• [DIRECTION]:
Pick out each line below that contains the string "blazer", matching case exactly, and copy those lines.

• [RECORDS FOR THIS EXERCISE]:
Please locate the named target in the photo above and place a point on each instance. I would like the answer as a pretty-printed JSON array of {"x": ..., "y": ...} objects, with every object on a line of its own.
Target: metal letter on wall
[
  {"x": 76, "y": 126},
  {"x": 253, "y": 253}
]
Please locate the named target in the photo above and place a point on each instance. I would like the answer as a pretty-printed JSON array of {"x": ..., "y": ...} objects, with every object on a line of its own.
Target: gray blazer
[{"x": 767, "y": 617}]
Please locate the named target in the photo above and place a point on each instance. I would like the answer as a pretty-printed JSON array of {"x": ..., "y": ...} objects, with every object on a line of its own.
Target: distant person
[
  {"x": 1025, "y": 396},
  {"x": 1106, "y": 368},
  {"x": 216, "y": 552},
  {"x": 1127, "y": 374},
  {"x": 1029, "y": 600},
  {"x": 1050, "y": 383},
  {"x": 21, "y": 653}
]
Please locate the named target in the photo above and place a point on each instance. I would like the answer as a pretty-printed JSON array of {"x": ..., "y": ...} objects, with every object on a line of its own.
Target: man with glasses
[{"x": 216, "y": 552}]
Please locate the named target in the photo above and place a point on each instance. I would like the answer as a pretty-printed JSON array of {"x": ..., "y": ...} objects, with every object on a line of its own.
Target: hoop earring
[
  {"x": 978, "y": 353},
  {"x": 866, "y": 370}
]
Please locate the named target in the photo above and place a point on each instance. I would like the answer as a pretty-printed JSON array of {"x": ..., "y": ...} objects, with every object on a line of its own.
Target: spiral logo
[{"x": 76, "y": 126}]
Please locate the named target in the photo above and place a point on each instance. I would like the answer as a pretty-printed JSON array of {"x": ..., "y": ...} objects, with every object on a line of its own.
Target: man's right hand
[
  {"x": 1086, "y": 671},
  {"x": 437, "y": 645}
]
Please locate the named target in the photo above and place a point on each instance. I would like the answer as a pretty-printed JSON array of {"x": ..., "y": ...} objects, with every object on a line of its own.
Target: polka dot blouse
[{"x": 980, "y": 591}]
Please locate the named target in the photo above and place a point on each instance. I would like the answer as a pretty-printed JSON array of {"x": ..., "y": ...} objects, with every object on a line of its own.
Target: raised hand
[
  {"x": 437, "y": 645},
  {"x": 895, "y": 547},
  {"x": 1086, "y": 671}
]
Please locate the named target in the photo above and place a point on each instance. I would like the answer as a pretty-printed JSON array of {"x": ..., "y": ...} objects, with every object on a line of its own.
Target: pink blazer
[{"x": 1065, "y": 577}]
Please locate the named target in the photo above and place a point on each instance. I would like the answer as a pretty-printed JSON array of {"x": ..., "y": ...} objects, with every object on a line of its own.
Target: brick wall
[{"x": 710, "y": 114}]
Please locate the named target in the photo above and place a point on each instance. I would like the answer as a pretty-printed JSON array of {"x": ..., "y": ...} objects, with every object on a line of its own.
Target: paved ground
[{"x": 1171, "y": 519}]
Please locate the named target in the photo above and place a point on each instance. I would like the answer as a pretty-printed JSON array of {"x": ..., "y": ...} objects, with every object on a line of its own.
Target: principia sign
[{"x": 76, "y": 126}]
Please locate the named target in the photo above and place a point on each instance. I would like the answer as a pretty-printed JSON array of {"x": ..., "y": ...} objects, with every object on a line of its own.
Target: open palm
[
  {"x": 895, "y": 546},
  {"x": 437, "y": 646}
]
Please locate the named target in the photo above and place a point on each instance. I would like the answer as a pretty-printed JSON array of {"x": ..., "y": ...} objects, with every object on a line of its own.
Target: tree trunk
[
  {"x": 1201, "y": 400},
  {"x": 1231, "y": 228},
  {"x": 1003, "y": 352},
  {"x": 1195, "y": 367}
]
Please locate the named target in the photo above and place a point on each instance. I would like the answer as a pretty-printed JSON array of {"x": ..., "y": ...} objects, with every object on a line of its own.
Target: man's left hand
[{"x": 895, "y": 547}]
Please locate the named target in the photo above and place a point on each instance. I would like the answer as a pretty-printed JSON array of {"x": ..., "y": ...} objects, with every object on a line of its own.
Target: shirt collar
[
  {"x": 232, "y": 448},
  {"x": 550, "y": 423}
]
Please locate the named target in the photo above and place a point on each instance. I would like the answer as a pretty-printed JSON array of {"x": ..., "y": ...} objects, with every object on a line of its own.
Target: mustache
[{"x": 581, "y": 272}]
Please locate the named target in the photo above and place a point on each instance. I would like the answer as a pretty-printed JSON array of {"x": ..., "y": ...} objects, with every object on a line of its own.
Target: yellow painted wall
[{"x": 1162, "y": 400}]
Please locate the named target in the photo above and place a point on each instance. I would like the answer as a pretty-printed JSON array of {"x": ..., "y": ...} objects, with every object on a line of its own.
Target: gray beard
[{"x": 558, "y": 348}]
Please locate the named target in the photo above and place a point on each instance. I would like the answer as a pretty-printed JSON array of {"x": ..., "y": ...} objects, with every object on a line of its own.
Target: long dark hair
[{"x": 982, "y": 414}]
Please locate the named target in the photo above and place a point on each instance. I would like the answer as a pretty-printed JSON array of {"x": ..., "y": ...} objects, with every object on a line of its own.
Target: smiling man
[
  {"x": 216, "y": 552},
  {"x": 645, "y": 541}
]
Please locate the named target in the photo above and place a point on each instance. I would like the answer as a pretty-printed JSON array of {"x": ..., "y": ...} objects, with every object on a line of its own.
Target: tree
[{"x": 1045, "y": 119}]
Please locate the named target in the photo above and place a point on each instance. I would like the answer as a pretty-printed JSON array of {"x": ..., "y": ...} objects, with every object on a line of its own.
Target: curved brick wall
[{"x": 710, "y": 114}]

• [FINAL RESULT]:
Target: gray blazer
Target: pink blazer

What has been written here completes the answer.